WHAT THE TASK REQUIRES
Reproduce all records exactly.

DATA FOR REVIEW
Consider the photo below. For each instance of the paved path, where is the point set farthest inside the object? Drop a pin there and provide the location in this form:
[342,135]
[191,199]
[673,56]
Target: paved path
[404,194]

RESPONSE AREA
Consider the photo below. For each instance of the paved path, where is the point set farthest inside the object? Drop a pin there and provide the location in this form:
[342,135]
[191,199]
[673,56]
Target: paved path
[404,194]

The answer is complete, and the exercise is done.